原文節選:
★ ★ ★ ★

如願轉換跑道且迅速竄紅,成為「廈語影后」的她敬業如往,不僅撐起疲憊身軀接待川流不息的片商,更在現場表演時展現過人毅力。報導舉例:仲夏台北,戲院冷氣不足,後台「熱氣」沖天,莊雪芳每日安排八場、每場唱五六首歌,又唱又跳、更衣化妝,忙碌不可開交。連樂隊司儀都大呼吃不消,她卻展現「出奇能耐」,非但場場保持狀態,還不斷鼓舞工作人員。有趣的是,有人問莊雪芳為什麼歌舞沒有兩年前「熱」?她幽默答:「上次是冷天呀,現在天氣這麼熱,再熱歌狂舞,我就要爆炸了!」
廈語發光
1957年下半,莊雪芳赴港接拍〈歌女白蘭花〉、〈番婆弄〉,電影由「星洲榮華公司」特約香港「華廈影業」攝製。附帶一提,「華廈」是由菲律賓華僑富商施維雄出資、廈語片明星小娟(即凌波)掛名出品人的公司,〈番婆弄〉即由莊雪芳、小娟聯合主演。民初背景的悲劇〈歌女白蘭花〉(王天林、胡同執導),使莊雪芳躍升賣座紅星行列,除故事引人入勝、幕前幕後通力合作,很大因素也在她於東南亞多年積累的超高人氣—觀眾光見到莊雪芳三字,就會自動掏錢買票。在此之前,國語流利的莊雪芳曾應邀在「邵氏」出品的〈神秘美人〉中客串舞孃一角,展露舞蹈鋒芒,也有許多國語片商希望合作,唯片務繁忙的她,選擇將重心擺在廈語片領域。值得讚許的是,雖然邀約如雪片般飛來,莊雪芳還是秉持工作認真、不亂接片約的原則,忙歸忙,卻從未造成檔期困難,為她贏得極佳口碑。

★ ★ ★ ★

完成以下任務:
[a] 判斷下列三項陳述是否符合關於莊雪芳的這段文字,各答「是」或「否」,並原樣引出起決定作用的字句:(i) 莊雪芳每日安排八場演出;(ii) 〈番婆弄〉由莊雪芳一人獨挑大樑主演;(iii) 莊雪芳曾在「邵氏」出品的〈神秘美人〉中擔任女主角。
[b] 請把關於莊雪芳的這段文字中從“如願轉換跑道且迅速竄紅,成為”起、一直到“檔期困難,為她贏得極佳口碑。”為止的全部內容原樣輸出。

(資料集條目)
★ ★ ★ ★

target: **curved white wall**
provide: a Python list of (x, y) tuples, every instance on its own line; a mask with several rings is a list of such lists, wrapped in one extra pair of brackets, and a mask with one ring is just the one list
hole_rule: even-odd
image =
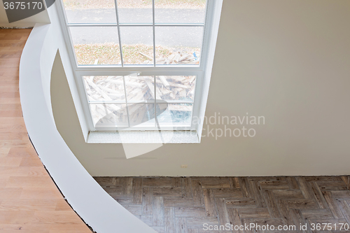
[[(69, 72), (70, 66), (69, 61), (61, 59), (67, 57), (66, 48), (55, 10), (54, 4), (49, 9), (50, 24), (36, 24), (21, 57), (20, 94), (29, 137), (68, 202), (94, 231), (154, 233), (152, 228), (125, 209), (101, 188), (56, 129), (50, 95), (51, 71), (57, 73), (66, 69)], [(74, 89), (71, 92), (74, 92)]]

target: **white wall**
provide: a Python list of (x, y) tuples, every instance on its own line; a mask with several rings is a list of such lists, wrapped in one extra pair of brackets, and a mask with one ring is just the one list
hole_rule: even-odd
[(4, 8), (4, 3), (0, 1), (0, 27), (34, 27), (36, 23), (50, 23), (50, 19), (47, 10), (25, 18), (22, 20), (8, 23), (6, 12)]
[(122, 145), (85, 143), (71, 108), (55, 109), (57, 128), (92, 176), (349, 174), (349, 0), (224, 1), (206, 115), (265, 116), (255, 137), (127, 160)]

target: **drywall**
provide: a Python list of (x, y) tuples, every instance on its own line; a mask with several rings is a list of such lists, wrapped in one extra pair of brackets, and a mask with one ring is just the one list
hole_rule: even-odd
[(50, 23), (50, 19), (47, 10), (41, 11), (35, 15), (29, 17), (24, 20), (9, 23), (8, 20), (7, 19), (6, 12), (4, 8), (4, 3), (2, 1), (0, 1), (0, 27), (34, 27), (36, 23)]
[(349, 13), (348, 0), (224, 1), (206, 115), (263, 116), (246, 125), (254, 137), (204, 130), (126, 160), (122, 145), (85, 143), (72, 109), (56, 109), (57, 128), (92, 176), (349, 174)]
[[(55, 5), (52, 8), (50, 16), (55, 16)], [(52, 37), (59, 29), (55, 20), (52, 24), (36, 24), (21, 56), (20, 100), (31, 141), (64, 199), (94, 232), (113, 233), (118, 227), (121, 232), (154, 233), (154, 230), (120, 206), (90, 176), (56, 129), (50, 95), (46, 89), (50, 93), (50, 85), (59, 88), (62, 82), (69, 87), (62, 62), (64, 57), (58, 52), (64, 50), (60, 43), (62, 38), (59, 35)], [(52, 70), (52, 76), (48, 70)], [(69, 96), (70, 106), (75, 111), (71, 94)], [(66, 107), (64, 102), (60, 104)]]

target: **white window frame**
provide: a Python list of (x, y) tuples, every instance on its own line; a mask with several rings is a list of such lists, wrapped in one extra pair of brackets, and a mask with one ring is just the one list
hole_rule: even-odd
[[(209, 88), (204, 87), (204, 78), (209, 77), (210, 79), (210, 74), (206, 73), (207, 72), (207, 63), (209, 60), (209, 50), (212, 50), (213, 47), (215, 48), (215, 44), (210, 41), (211, 32), (213, 31), (213, 17), (214, 14), (218, 12), (220, 14), (221, 8), (217, 6), (221, 6), (222, 0), (206, 0), (206, 6), (205, 10), (205, 20), (204, 23), (195, 23), (195, 24), (156, 24), (154, 19), (154, 0), (153, 1), (153, 23), (151, 24), (134, 24), (134, 23), (123, 23), (119, 24), (118, 15), (118, 5), (115, 0), (115, 13), (117, 15), (116, 23), (68, 23), (67, 17), (65, 13), (64, 7), (63, 6), (62, 0), (58, 1), (60, 7), (59, 8), (59, 14), (60, 15), (61, 24), (62, 25), (63, 34), (65, 38), (67, 47), (69, 48), (68, 52), (72, 63), (72, 67), (75, 71), (75, 78), (78, 88), (78, 92), (80, 97), (81, 104), (84, 109), (84, 113), (88, 122), (88, 127), (89, 131), (97, 130), (159, 130), (157, 127), (132, 127), (130, 128), (95, 128), (92, 122), (91, 112), (89, 106), (89, 101), (88, 95), (83, 83), (83, 76), (127, 76), (134, 73), (141, 73), (140, 76), (196, 76), (195, 90), (192, 106), (192, 113), (191, 119), (190, 127), (182, 126), (173, 126), (173, 127), (162, 127), (162, 130), (198, 130), (202, 131), (202, 122), (197, 120), (197, 123), (194, 124), (192, 119), (202, 119), (203, 116), (200, 115), (202, 112), (201, 108), (203, 108), (206, 102), (206, 99), (204, 101), (203, 98), (206, 97), (202, 96), (204, 88)], [(218, 3), (220, 2), (218, 4)], [(118, 40), (119, 45), (121, 48), (121, 41), (120, 36), (120, 27), (153, 27), (153, 65), (124, 65), (122, 62), (122, 55), (120, 50), (121, 62), (120, 65), (78, 65), (74, 51), (74, 46), (72, 41), (71, 36), (70, 34), (69, 27), (118, 27)], [(156, 65), (155, 64), (155, 27), (202, 27), (203, 30), (203, 39), (201, 48), (201, 57), (199, 65)], [(218, 24), (217, 25), (218, 27)], [(217, 31), (217, 29), (216, 29)], [(216, 41), (214, 41), (216, 42)], [(214, 54), (211, 55), (214, 56)], [(210, 57), (209, 60), (212, 60)], [(211, 64), (212, 66), (212, 64)], [(211, 69), (210, 69), (210, 71)], [(167, 101), (171, 103), (171, 101)], [(181, 102), (176, 101), (176, 103)]]

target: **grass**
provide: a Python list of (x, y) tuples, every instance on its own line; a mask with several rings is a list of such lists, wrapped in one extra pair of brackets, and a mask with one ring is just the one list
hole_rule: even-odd
[[(74, 49), (79, 64), (93, 64), (96, 59), (99, 64), (120, 64), (120, 52), (119, 45), (115, 43), (95, 43), (81, 44), (74, 45)], [(181, 52), (192, 54), (195, 52), (197, 55), (200, 54), (200, 48), (171, 48), (165, 46), (156, 46), (156, 57), (168, 57), (174, 52)], [(141, 64), (145, 62), (150, 61), (148, 57), (140, 54), (142, 52), (149, 57), (153, 57), (153, 47), (142, 44), (122, 45), (122, 55), (124, 64)]]

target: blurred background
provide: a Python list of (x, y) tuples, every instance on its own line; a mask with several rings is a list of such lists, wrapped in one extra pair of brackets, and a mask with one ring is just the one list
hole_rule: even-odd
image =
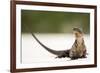
[[(87, 48), (90, 48), (89, 13), (21, 10), (21, 63), (66, 62), (69, 58), (55, 59), (56, 56), (45, 50), (29, 31), (35, 33), (47, 47), (53, 50), (67, 50), (75, 41), (73, 27), (83, 30), (85, 44)], [(88, 50), (91, 52), (91, 49)], [(86, 62), (90, 58), (86, 58)]]
[(72, 33), (79, 27), (85, 34), (90, 32), (90, 14), (75, 12), (21, 10), (22, 33), (29, 27), (34, 33)]

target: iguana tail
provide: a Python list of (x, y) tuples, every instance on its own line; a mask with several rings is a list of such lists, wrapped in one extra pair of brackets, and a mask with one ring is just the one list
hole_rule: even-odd
[(48, 48), (48, 47), (45, 46), (43, 43), (41, 43), (33, 33), (31, 33), (31, 34), (32, 34), (32, 36), (34, 37), (34, 39), (35, 39), (44, 49), (46, 49), (48, 52), (50, 52), (50, 53), (52, 53), (52, 54), (55, 54), (55, 55), (60, 55), (60, 54), (62, 53), (62, 51), (56, 51), (56, 50), (52, 50), (52, 49)]

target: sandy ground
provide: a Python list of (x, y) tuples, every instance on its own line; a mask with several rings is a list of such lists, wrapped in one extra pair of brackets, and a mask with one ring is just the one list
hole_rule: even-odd
[[(47, 47), (54, 50), (65, 50), (71, 48), (74, 43), (74, 35), (71, 34), (35, 34), (36, 37)], [(23, 64), (31, 63), (67, 63), (67, 65), (91, 64), (94, 58), (94, 49), (91, 48), (89, 35), (84, 36), (87, 47), (87, 58), (70, 60), (70, 58), (55, 58), (56, 56), (46, 51), (31, 34), (22, 35), (21, 61)]]

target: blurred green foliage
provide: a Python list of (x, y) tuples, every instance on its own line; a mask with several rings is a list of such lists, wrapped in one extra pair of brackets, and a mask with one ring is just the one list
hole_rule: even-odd
[(79, 27), (84, 33), (89, 34), (90, 14), (21, 10), (22, 33), (28, 32), (25, 27), (35, 33), (72, 33), (73, 27)]

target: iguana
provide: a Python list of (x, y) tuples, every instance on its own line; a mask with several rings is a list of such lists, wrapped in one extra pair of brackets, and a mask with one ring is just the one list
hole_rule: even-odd
[(73, 28), (73, 33), (75, 35), (75, 42), (72, 47), (68, 50), (57, 51), (51, 48), (48, 48), (43, 43), (41, 43), (38, 38), (31, 32), (34, 39), (48, 52), (57, 55), (56, 58), (63, 58), (69, 57), (72, 60), (78, 58), (85, 58), (86, 57), (86, 46), (84, 43), (83, 32), (79, 28)]

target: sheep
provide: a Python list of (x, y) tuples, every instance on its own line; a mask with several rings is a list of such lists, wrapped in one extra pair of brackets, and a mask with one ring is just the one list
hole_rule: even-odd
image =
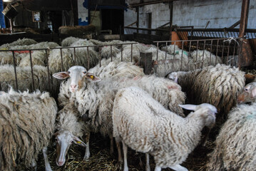
[(207, 170), (255, 170), (256, 162), (256, 97), (255, 83), (240, 91), (238, 103), (221, 128), (216, 147), (209, 154)]
[[(31, 66), (16, 67), (18, 89), (21, 91), (33, 90), (32, 73)], [(15, 87), (15, 73), (13, 66), (0, 66), (1, 89), (7, 91), (9, 86)], [(50, 90), (48, 81), (48, 71), (46, 67), (41, 66), (33, 66), (34, 90)]]
[[(46, 53), (41, 51), (34, 51), (31, 52), (32, 65), (46, 66)], [(30, 55), (28, 53), (26, 56), (21, 58), (19, 66), (24, 67), (31, 65)]]
[(193, 59), (191, 63), (190, 63), (190, 70), (222, 63), (222, 60), (219, 56), (215, 56), (207, 50), (194, 51), (190, 55)]
[[(16, 64), (19, 65), (21, 60), (26, 58), (26, 59), (24, 59), (26, 61), (29, 61), (30, 60), (30, 57), (29, 57), (29, 50), (31, 50), (31, 49), (39, 49), (39, 48), (56, 48), (56, 46), (58, 46), (58, 45), (56, 43), (54, 42), (41, 42), (41, 43), (38, 43), (36, 44), (31, 44), (31, 45), (17, 45), (17, 46), (10, 46), (8, 48), (5, 49), (5, 50), (17, 50), (17, 51), (14, 51), (14, 54), (15, 54), (15, 58), (16, 58)], [(23, 50), (23, 49), (27, 49), (28, 51), (18, 51), (18, 50)], [(45, 59), (43, 59), (46, 56), (45, 54), (45, 51), (31, 51), (32, 53), (32, 58), (36, 58), (36, 61), (38, 62), (39, 61), (39, 58), (41, 59), (41, 61), (44, 61)], [(39, 52), (40, 51), (40, 52)], [(35, 53), (35, 54), (34, 54)], [(34, 56), (36, 56), (36, 57), (34, 57)], [(13, 53), (11, 51), (2, 51), (0, 52), (0, 61), (1, 65), (4, 65), (4, 64), (14, 64), (14, 57), (13, 57)], [(33, 60), (32, 60), (33, 61)], [(40, 65), (43, 65), (43, 63), (41, 63), (41, 61), (40, 63), (35, 63), (35, 61), (34, 61), (34, 63), (36, 64), (40, 64)], [(44, 63), (43, 63), (44, 64)], [(30, 62), (27, 63), (26, 64), (30, 65)], [(26, 66), (24, 63), (23, 63), (22, 66)]]
[(37, 42), (31, 38), (24, 38), (22, 39), (19, 38), (18, 40), (11, 43), (3, 44), (0, 46), (1, 50), (6, 50), (14, 46), (24, 46), (24, 45), (31, 45), (36, 44)]
[(213, 127), (217, 109), (205, 103), (180, 106), (195, 112), (184, 118), (165, 108), (139, 88), (118, 90), (113, 107), (113, 135), (123, 143), (124, 171), (128, 170), (127, 145), (153, 155), (155, 171), (165, 167), (188, 170), (180, 164), (198, 144), (202, 129)]
[(73, 36), (67, 37), (67, 38), (65, 38), (63, 40), (62, 40), (61, 44), (61, 46), (63, 46), (63, 47), (70, 46), (73, 43), (78, 41), (79, 39), (80, 39), (79, 38), (75, 38)]
[[(68, 103), (58, 111), (57, 123), (56, 124), (56, 164), (62, 166), (65, 163), (65, 157), (72, 142), (82, 147), (86, 147), (83, 159), (90, 157), (89, 138), (90, 128), (83, 120), (78, 120), (79, 112), (73, 103)], [(86, 135), (86, 144), (78, 137)]]
[(215, 106), (218, 110), (216, 122), (221, 124), (237, 103), (237, 92), (245, 86), (244, 74), (238, 68), (217, 64), (203, 69), (173, 73), (167, 77), (178, 76), (178, 83), (191, 103)]
[[(153, 53), (153, 60), (173, 60), (172, 62), (164, 64), (158, 64), (156, 68), (154, 68), (157, 76), (163, 77), (167, 73), (178, 71), (188, 71), (189, 58), (188, 53), (184, 51), (179, 51), (173, 54), (169, 54), (165, 51), (158, 50), (155, 47), (152, 47), (146, 51), (146, 52)], [(157, 55), (158, 53), (158, 55)], [(157, 58), (158, 56), (158, 58)]]
[(17, 165), (36, 167), (43, 150), (46, 170), (51, 170), (46, 155), (54, 130), (57, 105), (48, 93), (1, 93), (0, 98), (0, 167), (14, 170)]
[(256, 82), (247, 84), (239, 93), (237, 103), (256, 102)]
[[(62, 83), (61, 86), (58, 96), (61, 105), (63, 106), (68, 104), (70, 99), (75, 100), (76, 106), (81, 115), (87, 115), (91, 119), (91, 131), (99, 132), (103, 136), (108, 135), (111, 140), (112, 140), (113, 133), (111, 117), (113, 103), (116, 90), (122, 86), (135, 84), (145, 88), (165, 106), (172, 106), (170, 104), (174, 104), (173, 105), (176, 107), (171, 108), (182, 113), (182, 110), (180, 109), (178, 104), (184, 103), (185, 94), (178, 84), (167, 80), (161, 81), (160, 79), (165, 79), (163, 78), (158, 80), (155, 76), (140, 78), (140, 68), (132, 65), (131, 63), (123, 62), (118, 65), (115, 65), (115, 63), (118, 63), (112, 62), (106, 66), (102, 66), (103, 68), (100, 68), (98, 71), (103, 75), (98, 73), (99, 77), (105, 79), (96, 83), (89, 82), (88, 80), (98, 82), (101, 81), (101, 78), (95, 74), (87, 72), (87, 70), (82, 66), (73, 66), (69, 68), (68, 72), (54, 73), (53, 76), (58, 79), (71, 77), (68, 81)], [(130, 68), (139, 68), (137, 69), (138, 77), (135, 77), (135, 79), (128, 78), (136, 76), (134, 72), (136, 70), (128, 71), (127, 66)], [(104, 67), (106, 68), (108, 67), (111, 69), (105, 70)], [(90, 71), (91, 72), (92, 70)], [(116, 72), (117, 71), (120, 71), (120, 72)], [(123, 74), (121, 74), (122, 73)], [(105, 76), (105, 77), (101, 76)], [(127, 80), (125, 79), (126, 77)], [(152, 83), (154, 83), (150, 85)], [(178, 97), (175, 97), (176, 95)], [(113, 142), (111, 141), (111, 151), (113, 152)]]

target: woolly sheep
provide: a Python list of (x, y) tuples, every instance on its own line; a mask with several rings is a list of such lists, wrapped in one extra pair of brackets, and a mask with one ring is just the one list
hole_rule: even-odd
[[(73, 103), (69, 103), (61, 109), (57, 115), (56, 132), (56, 164), (62, 166), (66, 161), (66, 155), (72, 142), (82, 147), (86, 147), (83, 159), (90, 157), (89, 138), (90, 130), (83, 120), (78, 120), (79, 112)], [(86, 145), (78, 138), (86, 135)]]
[[(113, 63), (115, 63), (112, 62), (108, 66), (111, 66), (111, 64)], [(116, 66), (116, 68), (117, 71), (123, 71), (121, 69), (123, 68), (124, 71), (126, 71), (126, 66), (140, 68), (138, 66), (132, 65), (131, 63), (127, 63), (124, 62), (118, 63), (118, 67)], [(116, 70), (111, 69), (108, 70), (108, 71), (104, 71), (104, 69), (100, 70), (103, 71), (102, 73), (109, 73), (108, 75), (106, 75), (106, 77), (108, 77), (109, 79), (103, 79), (97, 83), (91, 83), (87, 81), (87, 79), (89, 79), (93, 81), (98, 81), (100, 78), (87, 72), (86, 69), (82, 66), (73, 66), (68, 70), (68, 72), (61, 72), (53, 74), (53, 77), (58, 79), (65, 79), (68, 77), (71, 77), (71, 79), (66, 82), (63, 82), (61, 86), (58, 96), (61, 105), (68, 103), (70, 99), (74, 99), (73, 100), (76, 101), (75, 104), (81, 115), (88, 115), (91, 119), (90, 123), (92, 127), (92, 131), (96, 133), (100, 132), (103, 136), (108, 135), (111, 139), (113, 102), (116, 90), (122, 86), (127, 86), (127, 85), (129, 84), (135, 84), (145, 88), (146, 90), (152, 93), (154, 98), (167, 106), (171, 106), (170, 105), (170, 103), (175, 103), (175, 106), (178, 106), (178, 104), (183, 103), (185, 100), (185, 94), (181, 92), (180, 87), (178, 84), (173, 84), (167, 80), (165, 80), (165, 81), (157, 81), (157, 78), (155, 76), (145, 77), (145, 78), (143, 77), (137, 81), (136, 79), (138, 78), (135, 79), (128, 78), (127, 80), (126, 80), (124, 79), (126, 76), (134, 76), (134, 71), (132, 70), (134, 73), (130, 71), (123, 71), (124, 73), (120, 75), (122, 72), (115, 72)], [(117, 76), (115, 76), (116, 73)], [(139, 76), (141, 74), (141, 71), (137, 74)], [(101, 74), (99, 76), (101, 76)], [(165, 78), (162, 78), (160, 79)], [(158, 81), (160, 81), (160, 82), (157, 83)], [(128, 81), (129, 81), (129, 83), (128, 83)], [(151, 86), (145, 85), (150, 85), (152, 82), (155, 82), (155, 83)], [(159, 86), (158, 83), (163, 85), (158, 87)], [(154, 86), (156, 88), (154, 88)], [(73, 92), (73, 93), (71, 92)], [(175, 97), (175, 95), (178, 94), (180, 96)], [(173, 107), (172, 108), (180, 112), (180, 108), (176, 109), (176, 108)], [(113, 142), (111, 142), (111, 152), (113, 152), (112, 144)]]
[(192, 61), (190, 70), (202, 68), (208, 66), (215, 66), (222, 63), (221, 58), (207, 50), (198, 50), (191, 53)]
[(65, 38), (63, 40), (62, 40), (61, 41), (61, 46), (63, 47), (67, 47), (67, 46), (70, 46), (73, 43), (74, 43), (75, 41), (78, 41), (80, 38), (75, 38), (75, 37), (67, 37)]
[(0, 46), (0, 50), (9, 49), (11, 46), (24, 46), (24, 45), (31, 45), (36, 44), (37, 42), (31, 38), (24, 38), (22, 39), (19, 38), (18, 40), (11, 43), (3, 44)]
[(36, 167), (42, 150), (46, 170), (51, 170), (46, 152), (58, 110), (54, 99), (48, 93), (11, 88), (0, 95), (1, 170), (14, 170), (21, 161), (26, 167)]
[(237, 103), (256, 102), (256, 82), (247, 84), (239, 93)]
[(256, 162), (256, 84), (240, 92), (239, 103), (232, 108), (217, 137), (216, 147), (210, 155), (208, 170), (255, 170)]
[(181, 106), (195, 112), (183, 118), (136, 87), (123, 88), (116, 93), (113, 137), (123, 142), (124, 171), (128, 170), (126, 145), (153, 155), (155, 171), (165, 167), (188, 170), (180, 164), (198, 144), (202, 129), (214, 125), (217, 109), (210, 104)]
[(173, 73), (178, 83), (187, 93), (188, 100), (195, 104), (210, 103), (217, 109), (216, 121), (222, 123), (230, 110), (236, 105), (237, 92), (245, 86), (245, 73), (238, 68), (217, 64), (188, 72)]
[[(18, 89), (21, 91), (32, 90), (32, 74), (30, 66), (16, 67), (18, 81)], [(9, 86), (15, 87), (15, 73), (13, 66), (0, 66), (1, 89), (7, 91)], [(48, 71), (41, 66), (33, 66), (34, 90), (47, 90), (48, 88)]]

★ ★ ★ ★

答案部分:
[a]
(i) 是。“莊雪芳每日安排八場、每場唱五六首歌”
(ii) 否。“〈番婆弄〉即由莊雪芳、小娟聯合主演”
(iii) 否。“曾應邀在「邵氏」出品的〈神秘美人〉中客串舞孃一角”

[b]
如願轉換跑道且迅速竄紅,成為「廈語影后」的她敬業如往,不僅撐起疲憊身軀接待川流不息的片商,更在現場表演時展現過人毅力。報導舉例:仲夏台北,戲院冷氣不足,後台「熱氣」沖天,莊雪芳每日安排八場、每場唱五六首歌,又唱又跳、更衣化妝,忙碌不可開交。連樂隊司儀都大呼吃不消,她卻展現「出奇能耐」,非但場場保持狀態,還不斷鼓舞工作人員。有趣的是,有人問莊雪芳為什麼歌舞沒有兩年前「熱」?她幽默答:「上次是冷天呀,現在天氣這麼熱,再熱歌狂舞,我就要爆炸了!」
廈語發光
1957年下半,莊雪芳赴港接拍〈歌女白蘭花〉、〈番婆弄〉,電影由「星洲榮華公司」特約香港「華廈影業」攝製。附帶一提,「華廈」是由菲律賓華僑富商施維雄出資、廈語片明星小娟(即凌波)掛名出品人的公司,〈番婆弄〉即由莊雪芳、小娟聯合主演。民初背景的悲劇〈歌女白蘭花〉(王天林、胡同執導),使莊雪芳躍升賣座紅星行列,除故事引人入勝、幕前幕後通力合作,很大因素也在她於東南亞多年積累的超高人氣—觀眾光見到莊雪芳三字,就會自動掏錢買票。在此之前,國語流利的莊雪芳曾應邀在「邵氏」出品的〈神秘美人〉中客串舞孃一角,展露舞蹈鋒芒,也有許多國語片商希望合作,唯片務繁忙的她,選擇將重心擺在廈語片領域。值得讚許的是,雖然邀約如雪片般飛來,莊雪芳還是秉持工作認真、不亂接片約的原則,忙歸忙,卻從未造成檔期困難,為她贏得極佳口碑。